• _Directions_:
1. Retype the Illinois downgrade article from "Friday, January 20, 2012" to "on its debt.".
2. In the Illinois downgrade article, what credit rating did Moody's give Illinois?

• _Passage for review_:
Friday, January 20, 2012
The Illinois Downgrade: Liberalism Fails Again
There is no reason to take the Left seriously about the joy of tax increases.
by John Hayward
It didn’t get a lot of media attention, but a couple of weeks ago, Moody’s downgraded the credit rating of Illinois to A2, giving it the worst credit rating among all of the United States. This was terribly disappointing to the Chicago Tribune:
Though Illinois took steps in the last year to address its fiscal crisis, including a temporary hike in the corporate and personal income tax rates, the steps did not lift the ratings on its debt.
As the state prepares to take $800 million in general obligation bonds to market next week, two of the three major credit rating agencies kept their ratings the same and one downgraded its rating a notch, which means Illinois continues to lag most other states. The bond issue will help finance school, transportation and other capital projects.
Gosh, they did everything right in the Land of Lincoln, and still ended up with a downgrade. There might be more downgrades to come, as Fitch Ratings doesn’t sound very confident:
"Challenges remain, including addressing increasing spending demands in the general fund from Medicaid and rising pension costs, enacting a plan to reduce the outstanding accounts payable balance, and maintaining budgetary balance in light of the temporary nature of the tax increases," Fitch wrote in its report, issued Thursday.
So what measures failed in Illinois? What philosophy of government was a total bust? Why, it was a perfect expression of the governing philosophy of Chicago’s favorite son, President Barack Obama. They did literally everything the national Democrat Party wants the entire country to do: out-of-control spending and huge soak-the-rich, sock-it-to-corporations tax increases. It was an unmitigated disaster, and they’re still $7 billion in the hole. The Wall Street Journal was moved to call them “The Greece Next Door” (article behind a paywall, but Daniel Mitchell of the Cato Institute has some excerpts.)
Incidentally, this Midwestern “Greece Next Door” is next door to Wisconsin, which actually did balance a horrific Democrat budget under a Republican governor… who is now the target of a frenzied recall effort from deranged leftists carrying stacks of fraudulent recall petitions. Don’t worry, Wisconsin voters! If you lose the War On Taxpayers, you’ll get to be Greece, too.
Mitchell sums up the painfully obvious lessons from the Illinois downgrade, which are being taught with even more vigor in Europe. To paraphrase:
1. If you raise taxes to reduce the deficit, politicians will simply spend the extra money. They always think the existing deficit is sustainable, concern about deficits is overblown, and the day of reckoning will never come.
2. Raising taxes never pulls in anywhere near as much money as politicians promise, because people and corporations take action to avoid the taxes. These actions are generally detrimental to the overall economy. At higher levels, taxes begin cannibalizing the economic machinery that fuels growth, meaning there is less productive activity to tax, and government revenue “mysteriously” collapses.

• _Material supplied_:
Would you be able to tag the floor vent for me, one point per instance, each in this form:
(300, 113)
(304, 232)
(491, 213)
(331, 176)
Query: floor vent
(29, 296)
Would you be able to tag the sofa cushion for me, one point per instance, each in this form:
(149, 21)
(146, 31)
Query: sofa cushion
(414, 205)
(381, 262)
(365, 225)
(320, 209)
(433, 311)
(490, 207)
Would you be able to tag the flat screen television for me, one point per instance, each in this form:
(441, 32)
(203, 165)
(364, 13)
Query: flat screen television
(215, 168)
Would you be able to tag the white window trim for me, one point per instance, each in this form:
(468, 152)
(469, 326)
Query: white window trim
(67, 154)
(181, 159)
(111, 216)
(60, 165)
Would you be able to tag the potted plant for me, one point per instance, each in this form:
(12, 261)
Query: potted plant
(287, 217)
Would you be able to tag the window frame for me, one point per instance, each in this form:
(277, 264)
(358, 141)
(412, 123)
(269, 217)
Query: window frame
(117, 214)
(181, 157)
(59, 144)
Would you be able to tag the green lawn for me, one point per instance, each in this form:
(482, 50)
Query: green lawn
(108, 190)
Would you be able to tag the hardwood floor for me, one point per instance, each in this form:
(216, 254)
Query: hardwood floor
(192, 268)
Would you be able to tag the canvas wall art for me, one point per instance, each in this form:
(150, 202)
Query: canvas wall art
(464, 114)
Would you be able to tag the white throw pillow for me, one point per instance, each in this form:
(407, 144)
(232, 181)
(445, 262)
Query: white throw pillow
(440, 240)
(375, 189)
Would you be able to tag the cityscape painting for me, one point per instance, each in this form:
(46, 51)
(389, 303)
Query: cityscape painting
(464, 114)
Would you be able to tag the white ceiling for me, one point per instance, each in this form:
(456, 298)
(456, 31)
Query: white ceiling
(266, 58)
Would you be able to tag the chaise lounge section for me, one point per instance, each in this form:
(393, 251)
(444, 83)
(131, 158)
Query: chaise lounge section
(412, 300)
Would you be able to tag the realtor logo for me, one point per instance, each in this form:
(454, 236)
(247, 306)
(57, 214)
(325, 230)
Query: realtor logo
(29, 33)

• _Solution list_:
1.
Friday, January 20, 2012
The Illinois Downgrade: Liberalism Fails Again
There is no reason to take the Left seriously about the joy of tax increases.
by John Hayward
It didn’t get a lot of media attention, but a couple of weeks ago, Moody’s downgraded the credit rating of Illinois to A2, giving it the worst credit rating among all of the United States. This was terribly disappointing to the Chicago Tribune:
Though Illinois took steps in the last year to address its fiscal crisis, including a temporary hike in the corporate and personal income tax rates, the steps did not lift the ratings on its debt.

2. A2, the worst credit rating among all of the United States.